§ **Extract to read**:
+ + + + + + +
I agree with you, But let me play devil's advocate here for just a second, which is, you know, given that science is wrong some of the time, and you know, thank goodness, it's self correcting and we'll get it straightened out. I always have a little bit of I give a little wiggle room to people who say, well, how do we know that's true? You know, maybe these scientists are influenced by politics or something. And that's true too, that happens all the time. And in fact, the grant money goes towards things that any society and any moment in time finds politically interesting or expedient to do. And you know, science money doesn't go to those things that society doesn't care about.
And so on.
Anyway, I whenever I hear somebody saying, hey, I don't think this is true, or that, how do we know climate change? How do we know the vaccines, whatever, I always feel like, good man, keep asking the questions, and you know, and the truth will out as a result of that, and one side or the other will find out who's wrong. Right.
Yeah, I'm certainly in favor of asking questions. I think I get frustrated with people who when faced with an answer that they don't like. Are They're not interested in the process that arrived to that answer. They're interested in the answer changing. Right, Yeah, yeah, fair enough, fair enough.
There's lots of there's lots of wrong reasons to criticize science.
But I mean, but to your point, the whole, the whole of science is all about, like, I discovered this thing. I think it's a thing. Can you look at this thing and tell me if you also think it's a thing? And if enough people think it's a thing, then we have a scientific consensus about it being a thing. And then that we can we can say we're fairly comfortable this is a thing. Maybe sometime in the future we'll discover, oh, we were totally wrong, that wasn't a thing at all, But for now we're comfortable in calling it a thing, which is a crazy genderic way of describing it.
+ + + + + + +
§ **Extracted data**:

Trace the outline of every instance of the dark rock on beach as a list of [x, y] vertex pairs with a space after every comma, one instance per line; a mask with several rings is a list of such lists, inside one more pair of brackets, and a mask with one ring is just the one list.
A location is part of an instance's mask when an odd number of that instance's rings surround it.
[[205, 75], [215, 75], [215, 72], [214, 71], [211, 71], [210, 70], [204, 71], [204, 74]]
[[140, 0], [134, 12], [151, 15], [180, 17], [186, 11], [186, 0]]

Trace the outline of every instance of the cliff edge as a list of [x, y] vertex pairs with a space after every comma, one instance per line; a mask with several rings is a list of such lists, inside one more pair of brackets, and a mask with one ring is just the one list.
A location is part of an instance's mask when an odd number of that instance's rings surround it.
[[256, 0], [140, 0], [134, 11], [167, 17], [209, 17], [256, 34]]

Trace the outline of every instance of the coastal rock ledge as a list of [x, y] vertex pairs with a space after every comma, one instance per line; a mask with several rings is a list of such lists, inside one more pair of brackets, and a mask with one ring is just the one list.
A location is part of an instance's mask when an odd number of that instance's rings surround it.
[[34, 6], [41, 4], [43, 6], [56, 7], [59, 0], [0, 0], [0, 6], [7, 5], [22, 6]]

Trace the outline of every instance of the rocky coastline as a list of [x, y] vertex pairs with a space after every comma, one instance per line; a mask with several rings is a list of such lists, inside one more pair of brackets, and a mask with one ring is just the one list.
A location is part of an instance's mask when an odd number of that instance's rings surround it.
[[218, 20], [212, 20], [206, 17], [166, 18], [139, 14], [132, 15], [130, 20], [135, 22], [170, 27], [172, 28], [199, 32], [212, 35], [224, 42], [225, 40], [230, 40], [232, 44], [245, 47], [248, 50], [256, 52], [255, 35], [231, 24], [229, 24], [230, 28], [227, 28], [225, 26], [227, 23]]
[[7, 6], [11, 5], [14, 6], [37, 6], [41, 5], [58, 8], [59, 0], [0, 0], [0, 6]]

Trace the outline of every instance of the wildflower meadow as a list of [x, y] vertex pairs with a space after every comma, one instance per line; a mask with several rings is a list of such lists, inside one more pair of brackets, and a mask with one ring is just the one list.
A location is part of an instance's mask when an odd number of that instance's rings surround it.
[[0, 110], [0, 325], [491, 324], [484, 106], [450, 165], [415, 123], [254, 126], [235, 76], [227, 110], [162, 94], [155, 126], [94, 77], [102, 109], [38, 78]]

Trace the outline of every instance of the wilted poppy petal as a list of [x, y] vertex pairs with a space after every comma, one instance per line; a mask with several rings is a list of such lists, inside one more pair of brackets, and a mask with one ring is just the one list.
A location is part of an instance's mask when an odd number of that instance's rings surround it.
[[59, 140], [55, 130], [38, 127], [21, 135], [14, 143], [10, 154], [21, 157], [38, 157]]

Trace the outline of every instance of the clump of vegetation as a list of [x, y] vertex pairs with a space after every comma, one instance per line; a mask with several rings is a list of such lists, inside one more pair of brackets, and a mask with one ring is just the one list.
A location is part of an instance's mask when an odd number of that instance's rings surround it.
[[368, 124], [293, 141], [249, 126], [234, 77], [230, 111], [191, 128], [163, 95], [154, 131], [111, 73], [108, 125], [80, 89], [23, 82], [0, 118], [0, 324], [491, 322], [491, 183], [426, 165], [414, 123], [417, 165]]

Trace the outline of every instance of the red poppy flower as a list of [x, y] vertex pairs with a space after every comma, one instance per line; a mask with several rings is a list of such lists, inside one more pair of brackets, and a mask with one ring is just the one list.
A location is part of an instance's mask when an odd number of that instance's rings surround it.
+ + + + + + +
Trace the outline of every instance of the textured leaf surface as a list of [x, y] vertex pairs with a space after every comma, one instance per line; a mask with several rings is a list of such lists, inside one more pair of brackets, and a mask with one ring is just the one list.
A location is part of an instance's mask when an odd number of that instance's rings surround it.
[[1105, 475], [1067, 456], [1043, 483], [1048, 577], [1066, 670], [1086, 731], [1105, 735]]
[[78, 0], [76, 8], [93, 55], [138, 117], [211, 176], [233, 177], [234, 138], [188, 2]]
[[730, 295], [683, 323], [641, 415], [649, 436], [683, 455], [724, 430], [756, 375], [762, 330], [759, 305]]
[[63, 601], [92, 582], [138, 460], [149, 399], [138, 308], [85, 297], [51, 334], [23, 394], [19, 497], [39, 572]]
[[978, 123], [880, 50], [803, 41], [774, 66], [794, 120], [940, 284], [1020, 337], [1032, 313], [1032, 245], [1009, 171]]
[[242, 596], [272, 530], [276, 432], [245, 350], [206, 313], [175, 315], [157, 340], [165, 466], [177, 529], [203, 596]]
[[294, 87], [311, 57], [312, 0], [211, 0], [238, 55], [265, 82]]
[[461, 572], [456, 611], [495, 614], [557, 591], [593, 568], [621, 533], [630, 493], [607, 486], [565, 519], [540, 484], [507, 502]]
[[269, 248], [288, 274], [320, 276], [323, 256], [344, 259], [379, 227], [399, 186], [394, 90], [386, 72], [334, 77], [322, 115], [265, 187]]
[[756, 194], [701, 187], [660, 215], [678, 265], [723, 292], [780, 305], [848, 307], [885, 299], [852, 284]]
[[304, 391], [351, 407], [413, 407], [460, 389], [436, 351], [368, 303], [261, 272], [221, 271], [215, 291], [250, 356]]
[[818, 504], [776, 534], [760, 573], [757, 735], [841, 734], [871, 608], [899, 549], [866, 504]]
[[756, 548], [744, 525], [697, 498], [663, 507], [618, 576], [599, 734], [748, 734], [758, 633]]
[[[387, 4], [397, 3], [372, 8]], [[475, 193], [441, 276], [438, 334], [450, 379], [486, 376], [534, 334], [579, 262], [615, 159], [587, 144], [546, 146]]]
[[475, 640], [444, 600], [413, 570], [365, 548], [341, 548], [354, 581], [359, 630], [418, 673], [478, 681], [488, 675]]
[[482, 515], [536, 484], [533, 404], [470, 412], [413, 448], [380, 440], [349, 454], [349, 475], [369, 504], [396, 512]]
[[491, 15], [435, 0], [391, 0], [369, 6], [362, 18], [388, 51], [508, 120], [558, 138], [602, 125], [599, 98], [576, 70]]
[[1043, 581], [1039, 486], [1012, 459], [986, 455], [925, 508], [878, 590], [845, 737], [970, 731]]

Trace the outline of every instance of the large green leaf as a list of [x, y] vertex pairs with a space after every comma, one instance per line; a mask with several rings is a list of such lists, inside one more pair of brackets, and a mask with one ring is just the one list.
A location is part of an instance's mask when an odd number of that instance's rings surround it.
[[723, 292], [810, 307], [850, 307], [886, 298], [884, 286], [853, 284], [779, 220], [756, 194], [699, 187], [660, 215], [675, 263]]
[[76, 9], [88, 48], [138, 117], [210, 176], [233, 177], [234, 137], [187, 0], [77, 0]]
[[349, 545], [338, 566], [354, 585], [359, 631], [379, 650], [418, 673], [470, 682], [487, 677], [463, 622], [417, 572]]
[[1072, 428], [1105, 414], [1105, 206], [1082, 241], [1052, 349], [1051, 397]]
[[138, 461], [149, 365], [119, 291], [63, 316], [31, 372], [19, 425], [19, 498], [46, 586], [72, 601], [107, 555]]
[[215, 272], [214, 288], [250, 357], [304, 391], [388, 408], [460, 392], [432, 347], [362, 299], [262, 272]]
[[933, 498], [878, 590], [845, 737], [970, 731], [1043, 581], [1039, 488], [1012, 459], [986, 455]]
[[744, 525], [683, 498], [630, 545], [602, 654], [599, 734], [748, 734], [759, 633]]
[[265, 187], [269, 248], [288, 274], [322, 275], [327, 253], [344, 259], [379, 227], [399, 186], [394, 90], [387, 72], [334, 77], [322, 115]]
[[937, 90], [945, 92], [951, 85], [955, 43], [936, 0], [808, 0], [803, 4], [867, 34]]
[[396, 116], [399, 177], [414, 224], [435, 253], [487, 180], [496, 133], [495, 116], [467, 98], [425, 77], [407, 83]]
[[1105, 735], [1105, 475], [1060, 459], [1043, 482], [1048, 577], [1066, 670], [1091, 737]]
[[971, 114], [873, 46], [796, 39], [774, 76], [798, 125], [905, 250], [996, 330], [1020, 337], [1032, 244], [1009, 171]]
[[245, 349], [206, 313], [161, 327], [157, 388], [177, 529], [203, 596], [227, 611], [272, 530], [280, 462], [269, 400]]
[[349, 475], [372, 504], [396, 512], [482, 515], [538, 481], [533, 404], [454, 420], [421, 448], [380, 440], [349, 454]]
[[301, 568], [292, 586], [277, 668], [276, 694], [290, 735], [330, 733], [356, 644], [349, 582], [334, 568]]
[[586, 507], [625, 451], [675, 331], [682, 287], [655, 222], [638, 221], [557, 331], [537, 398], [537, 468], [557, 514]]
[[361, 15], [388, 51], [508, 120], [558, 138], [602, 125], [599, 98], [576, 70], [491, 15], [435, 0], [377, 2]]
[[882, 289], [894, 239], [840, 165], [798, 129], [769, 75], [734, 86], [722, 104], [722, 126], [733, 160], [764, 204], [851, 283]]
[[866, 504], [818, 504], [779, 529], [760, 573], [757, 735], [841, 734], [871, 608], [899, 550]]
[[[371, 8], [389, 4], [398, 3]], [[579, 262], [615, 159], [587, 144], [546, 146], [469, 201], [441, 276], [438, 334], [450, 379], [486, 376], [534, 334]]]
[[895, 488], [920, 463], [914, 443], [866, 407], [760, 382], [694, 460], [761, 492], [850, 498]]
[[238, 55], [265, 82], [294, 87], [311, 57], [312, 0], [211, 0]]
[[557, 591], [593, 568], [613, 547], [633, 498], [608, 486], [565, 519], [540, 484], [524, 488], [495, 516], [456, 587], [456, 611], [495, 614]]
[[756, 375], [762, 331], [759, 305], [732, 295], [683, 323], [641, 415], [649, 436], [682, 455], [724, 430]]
+ + + + + + +
§ **Work item**: Rewrite the part of the conversation about science that begins at the words "Yeah, I'm certainly" and stops after "to criticize science.", changing "frustrated" to "annoyed".

§ **Answer**:
Yeah, I'm certainly in favor of asking questions. I think I get annoyed with people who when faced with an answer that they don't like. Are They're not interested in the process that arrived to that answer. They're interested in the answer changing. Right, Yeah, yeah, fair enough, fair enough.
There's lots of there's lots of wrong reasons to criticize science.